Détail de la tâche:
Pourriez-vous reprendre le passage sur la vie privée à Maurice, de « À Maurice, la » jusqu'à « une société démocratique. », en le modifiant pour remplacer « perquisitions » par « fouilles » ?

Extrait retenu:
+ + + + + + +

À Maurice, la Constitution protège ce droit à travers les articles 3(c) et 9(1), qui garantissent la confidentialité du domicile et interdisent les perquisitions ou intrusions non justifiées. Toutefois, ces droits ne sont pas absolus. Ils peuvent être restreints pour des motifs d’ordre public ou de protection des droits d’autrui, à condition que l’ingérence soit justifiée dans une société démocratique.

Contrairement à la Convention européenne des droits de l’homme, la Constitution mauricienne ne fait pas explicitement référence à la « vie privée ». Celle-ci est plutôt abordée dans le Code civil mauricien (article 22). Néanmoins, la jurisprudence locale tend à reconnaître que les communications électroniques doivent être protégées au même titre que les conversations dans un espace privé.

La décision Madhewoo v State a élargi la portée de la protection constitutionnelle en incluant l’intégrité physique et psychologique de la personne. Selon la jurisprudence européenne, cette intégrité englobe aussi l’identité sociale, ce qui implique la protection des conversations privées, physiques ou numériques.

+ + + + + + +

Données fournies:
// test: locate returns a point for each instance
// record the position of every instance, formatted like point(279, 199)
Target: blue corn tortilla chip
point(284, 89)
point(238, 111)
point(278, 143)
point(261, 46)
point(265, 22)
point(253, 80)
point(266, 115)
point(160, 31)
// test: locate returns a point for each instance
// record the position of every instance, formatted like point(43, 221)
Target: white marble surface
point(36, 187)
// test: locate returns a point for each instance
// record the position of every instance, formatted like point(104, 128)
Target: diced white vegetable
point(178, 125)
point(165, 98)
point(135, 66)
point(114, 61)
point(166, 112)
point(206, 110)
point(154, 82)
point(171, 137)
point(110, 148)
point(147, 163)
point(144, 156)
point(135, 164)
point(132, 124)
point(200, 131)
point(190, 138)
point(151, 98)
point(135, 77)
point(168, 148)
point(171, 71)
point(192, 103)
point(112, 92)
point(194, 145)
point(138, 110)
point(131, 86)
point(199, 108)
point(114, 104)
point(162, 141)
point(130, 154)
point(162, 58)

+ + + + + + +

Réponse complète:
À Maurice, la Constitution protège ce droit à travers les articles 3(c) et 9(1), qui garantissent la confidentialité du domicile et interdisent les fouilles ou intrusions non justifiées. Toutefois, ces droits ne sont pas absolus. Ils peuvent être restreints pour des motifs d’ordre public ou de protection des droits d’autrui, à condition que l’ingérence soit justifiée dans une société démocratique.